Description of the task:
Copy out exactly the lines below that run from the one holding "<point>338,662</point>" to the one holding "<point>4,177</point>", keeping both of those lines and no others.

Dataset excerpts
::::

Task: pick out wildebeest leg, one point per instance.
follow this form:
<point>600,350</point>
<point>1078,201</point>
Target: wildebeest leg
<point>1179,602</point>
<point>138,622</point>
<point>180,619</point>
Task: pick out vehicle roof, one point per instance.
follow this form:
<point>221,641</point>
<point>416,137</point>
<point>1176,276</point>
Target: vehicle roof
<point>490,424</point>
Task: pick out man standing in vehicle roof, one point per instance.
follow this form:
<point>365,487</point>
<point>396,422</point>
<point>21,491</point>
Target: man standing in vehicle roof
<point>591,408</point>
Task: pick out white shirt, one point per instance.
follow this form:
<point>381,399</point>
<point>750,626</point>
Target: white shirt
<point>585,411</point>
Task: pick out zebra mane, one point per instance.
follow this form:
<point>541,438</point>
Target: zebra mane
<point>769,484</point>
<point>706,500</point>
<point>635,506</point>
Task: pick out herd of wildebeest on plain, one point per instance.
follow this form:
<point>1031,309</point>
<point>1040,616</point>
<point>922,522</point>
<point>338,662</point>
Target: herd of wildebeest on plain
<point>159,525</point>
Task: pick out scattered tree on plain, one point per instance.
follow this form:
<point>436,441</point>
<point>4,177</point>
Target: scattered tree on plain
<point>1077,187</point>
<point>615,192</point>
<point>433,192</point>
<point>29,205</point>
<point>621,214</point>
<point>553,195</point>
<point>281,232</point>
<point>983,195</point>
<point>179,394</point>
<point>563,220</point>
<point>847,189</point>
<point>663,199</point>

::::

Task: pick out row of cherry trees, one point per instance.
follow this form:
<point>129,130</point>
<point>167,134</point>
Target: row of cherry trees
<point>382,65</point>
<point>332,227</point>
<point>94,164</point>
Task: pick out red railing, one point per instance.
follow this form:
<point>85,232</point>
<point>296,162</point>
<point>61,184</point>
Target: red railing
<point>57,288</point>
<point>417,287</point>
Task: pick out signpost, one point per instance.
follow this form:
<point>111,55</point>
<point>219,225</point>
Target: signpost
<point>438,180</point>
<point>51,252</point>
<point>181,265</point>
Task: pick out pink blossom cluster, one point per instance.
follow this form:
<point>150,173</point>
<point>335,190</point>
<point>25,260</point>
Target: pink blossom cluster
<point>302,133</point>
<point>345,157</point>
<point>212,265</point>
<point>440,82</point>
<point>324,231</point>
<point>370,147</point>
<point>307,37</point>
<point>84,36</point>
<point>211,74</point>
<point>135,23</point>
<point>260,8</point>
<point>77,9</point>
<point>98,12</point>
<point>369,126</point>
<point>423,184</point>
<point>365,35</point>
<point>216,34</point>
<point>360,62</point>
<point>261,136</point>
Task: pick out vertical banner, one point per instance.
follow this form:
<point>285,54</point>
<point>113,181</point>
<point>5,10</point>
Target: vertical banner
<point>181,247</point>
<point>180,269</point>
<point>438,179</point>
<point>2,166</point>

::::

Task result:
<point>338,662</point>
Target: herd of wildebeest on plain
<point>159,525</point>
Task: pick out scattered tree on plain, one point per instance.
follow this form:
<point>436,441</point>
<point>4,177</point>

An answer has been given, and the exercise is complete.